- _PROMPT_
Identify the line that contains "gold in the photo above." in the material. Output it and every line after it, unchanged, through the end.

- _SUPPLIED RECORDS_

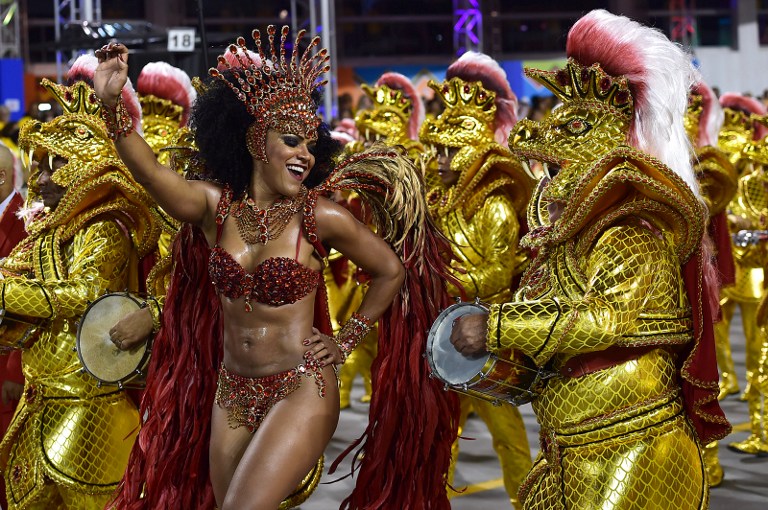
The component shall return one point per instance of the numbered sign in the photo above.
(181, 39)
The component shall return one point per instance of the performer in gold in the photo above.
(166, 95)
(618, 301)
(68, 443)
(394, 118)
(480, 206)
(717, 179)
(12, 231)
(747, 210)
(757, 392)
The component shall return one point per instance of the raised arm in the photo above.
(185, 200)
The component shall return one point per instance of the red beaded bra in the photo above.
(276, 281)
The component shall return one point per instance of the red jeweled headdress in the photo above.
(277, 91)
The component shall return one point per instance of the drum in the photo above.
(99, 355)
(487, 376)
(16, 333)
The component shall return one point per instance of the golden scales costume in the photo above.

- _WRITTEN RESPONSE_
The component shall return one point per instance of the performer in gold in the photo above.
(166, 95)
(618, 301)
(68, 443)
(394, 118)
(480, 206)
(717, 179)
(12, 231)
(747, 210)
(757, 392)
The component shall return one point per instance of the raised arm in the photo above.
(185, 200)
The component shall return one point per instance of the red beaded bra in the photo above.
(276, 281)
The component shall return one point per instance of the red jeweled headdress in the photo above.
(277, 91)
The component shall return one point per instance of the drum in the photo above.
(99, 355)
(487, 376)
(16, 333)
The component shall return one point per instance of the golden scales costume in the photo above.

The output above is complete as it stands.